**PROBLEM DESCRIPTION**
Copy out everything from the start of the data down to and including the line containing "296,183 -> 342,207", keeping every line. Move each bounding box coordinate in the answers up by adding 100 to it.

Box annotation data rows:
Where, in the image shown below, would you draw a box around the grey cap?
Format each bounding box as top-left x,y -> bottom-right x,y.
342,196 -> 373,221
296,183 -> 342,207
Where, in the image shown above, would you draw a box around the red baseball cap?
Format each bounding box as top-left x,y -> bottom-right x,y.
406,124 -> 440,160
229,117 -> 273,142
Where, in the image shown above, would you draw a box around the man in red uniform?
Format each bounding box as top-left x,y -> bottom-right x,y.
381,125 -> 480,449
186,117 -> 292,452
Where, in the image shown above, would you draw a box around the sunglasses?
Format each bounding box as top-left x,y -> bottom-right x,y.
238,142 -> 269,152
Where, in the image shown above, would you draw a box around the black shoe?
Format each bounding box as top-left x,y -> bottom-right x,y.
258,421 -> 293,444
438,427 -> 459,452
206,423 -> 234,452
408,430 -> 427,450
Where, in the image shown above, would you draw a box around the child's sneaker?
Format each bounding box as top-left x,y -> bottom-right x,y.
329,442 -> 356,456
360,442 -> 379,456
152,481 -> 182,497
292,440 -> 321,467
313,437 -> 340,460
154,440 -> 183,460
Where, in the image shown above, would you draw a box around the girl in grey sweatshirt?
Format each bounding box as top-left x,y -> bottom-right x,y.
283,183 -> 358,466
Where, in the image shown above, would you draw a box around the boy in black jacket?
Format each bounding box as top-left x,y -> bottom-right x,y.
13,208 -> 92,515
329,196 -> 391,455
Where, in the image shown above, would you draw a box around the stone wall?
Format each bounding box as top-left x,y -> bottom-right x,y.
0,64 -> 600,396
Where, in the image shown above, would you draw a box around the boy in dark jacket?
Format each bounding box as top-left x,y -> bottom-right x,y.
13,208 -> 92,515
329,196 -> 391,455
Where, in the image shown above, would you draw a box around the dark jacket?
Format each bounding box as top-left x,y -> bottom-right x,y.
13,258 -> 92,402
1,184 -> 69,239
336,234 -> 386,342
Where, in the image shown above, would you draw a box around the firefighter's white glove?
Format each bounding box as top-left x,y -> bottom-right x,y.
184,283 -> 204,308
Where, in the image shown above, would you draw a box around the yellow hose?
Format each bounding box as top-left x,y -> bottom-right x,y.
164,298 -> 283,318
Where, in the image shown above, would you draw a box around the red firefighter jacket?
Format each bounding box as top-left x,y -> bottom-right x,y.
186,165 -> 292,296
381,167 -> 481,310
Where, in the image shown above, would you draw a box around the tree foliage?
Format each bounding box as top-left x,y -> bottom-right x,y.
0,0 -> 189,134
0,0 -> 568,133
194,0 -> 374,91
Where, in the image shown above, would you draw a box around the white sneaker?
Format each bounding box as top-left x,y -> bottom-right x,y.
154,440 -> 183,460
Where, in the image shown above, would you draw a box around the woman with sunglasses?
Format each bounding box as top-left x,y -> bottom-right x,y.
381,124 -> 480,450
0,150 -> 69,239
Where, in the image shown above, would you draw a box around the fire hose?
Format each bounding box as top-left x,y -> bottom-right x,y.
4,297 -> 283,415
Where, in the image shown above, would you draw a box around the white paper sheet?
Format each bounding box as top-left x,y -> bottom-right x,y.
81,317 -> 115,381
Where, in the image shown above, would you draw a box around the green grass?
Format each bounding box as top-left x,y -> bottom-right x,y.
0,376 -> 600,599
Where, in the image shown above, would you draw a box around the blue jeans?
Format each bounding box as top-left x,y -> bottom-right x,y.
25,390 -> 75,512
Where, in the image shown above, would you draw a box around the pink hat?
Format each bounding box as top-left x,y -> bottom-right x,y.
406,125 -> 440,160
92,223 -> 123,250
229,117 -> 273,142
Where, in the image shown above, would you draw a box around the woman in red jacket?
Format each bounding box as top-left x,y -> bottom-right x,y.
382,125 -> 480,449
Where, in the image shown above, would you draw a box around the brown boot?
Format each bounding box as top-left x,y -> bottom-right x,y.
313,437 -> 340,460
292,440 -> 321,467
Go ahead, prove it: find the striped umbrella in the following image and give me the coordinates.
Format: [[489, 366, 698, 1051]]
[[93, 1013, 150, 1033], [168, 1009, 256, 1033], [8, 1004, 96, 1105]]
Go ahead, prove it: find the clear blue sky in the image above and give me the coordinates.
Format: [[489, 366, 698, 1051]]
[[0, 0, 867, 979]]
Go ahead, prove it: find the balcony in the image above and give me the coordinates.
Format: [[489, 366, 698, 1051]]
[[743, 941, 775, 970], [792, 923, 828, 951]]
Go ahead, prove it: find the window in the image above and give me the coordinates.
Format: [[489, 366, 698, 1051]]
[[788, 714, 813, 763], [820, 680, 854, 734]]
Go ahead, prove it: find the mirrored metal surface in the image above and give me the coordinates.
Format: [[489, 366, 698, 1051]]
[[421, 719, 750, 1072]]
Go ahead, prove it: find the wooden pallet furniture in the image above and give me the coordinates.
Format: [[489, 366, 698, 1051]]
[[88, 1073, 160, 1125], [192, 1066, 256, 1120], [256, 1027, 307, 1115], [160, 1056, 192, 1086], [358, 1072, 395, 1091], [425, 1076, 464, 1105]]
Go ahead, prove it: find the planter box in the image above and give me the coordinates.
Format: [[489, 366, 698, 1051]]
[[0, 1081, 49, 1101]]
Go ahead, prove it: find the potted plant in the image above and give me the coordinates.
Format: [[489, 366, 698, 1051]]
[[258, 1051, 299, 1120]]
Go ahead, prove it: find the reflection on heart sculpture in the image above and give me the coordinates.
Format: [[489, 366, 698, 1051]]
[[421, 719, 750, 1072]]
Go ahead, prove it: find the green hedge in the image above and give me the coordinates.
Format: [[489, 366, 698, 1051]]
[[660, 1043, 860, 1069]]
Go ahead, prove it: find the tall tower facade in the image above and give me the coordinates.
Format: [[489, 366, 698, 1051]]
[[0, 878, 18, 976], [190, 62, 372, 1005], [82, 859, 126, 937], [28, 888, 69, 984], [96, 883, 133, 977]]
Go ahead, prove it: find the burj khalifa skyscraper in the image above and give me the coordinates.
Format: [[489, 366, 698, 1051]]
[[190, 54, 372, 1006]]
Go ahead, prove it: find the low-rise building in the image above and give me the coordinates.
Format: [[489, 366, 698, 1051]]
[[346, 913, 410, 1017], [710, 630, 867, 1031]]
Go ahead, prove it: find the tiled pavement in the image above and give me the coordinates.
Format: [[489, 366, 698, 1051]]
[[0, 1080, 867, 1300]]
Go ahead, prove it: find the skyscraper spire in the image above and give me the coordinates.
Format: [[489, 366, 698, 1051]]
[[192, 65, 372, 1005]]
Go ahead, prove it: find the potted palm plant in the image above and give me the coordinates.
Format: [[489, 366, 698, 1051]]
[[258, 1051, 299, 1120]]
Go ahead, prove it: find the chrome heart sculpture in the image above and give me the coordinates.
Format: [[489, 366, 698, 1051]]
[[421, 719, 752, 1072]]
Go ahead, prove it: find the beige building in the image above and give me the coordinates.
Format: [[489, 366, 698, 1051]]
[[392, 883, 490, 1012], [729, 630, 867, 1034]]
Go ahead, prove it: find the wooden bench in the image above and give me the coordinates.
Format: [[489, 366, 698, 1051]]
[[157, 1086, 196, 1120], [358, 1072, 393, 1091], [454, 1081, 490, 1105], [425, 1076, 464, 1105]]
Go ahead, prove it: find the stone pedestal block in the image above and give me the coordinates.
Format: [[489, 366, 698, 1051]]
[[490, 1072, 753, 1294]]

**FINISHED EXERCISE**
Where, in the image shown below, would you draw a box around the grey cap?
Format each bounding box as top-left x,y -> bottom-right x,y.
442,296 -> 473,321
396,283 -> 442,307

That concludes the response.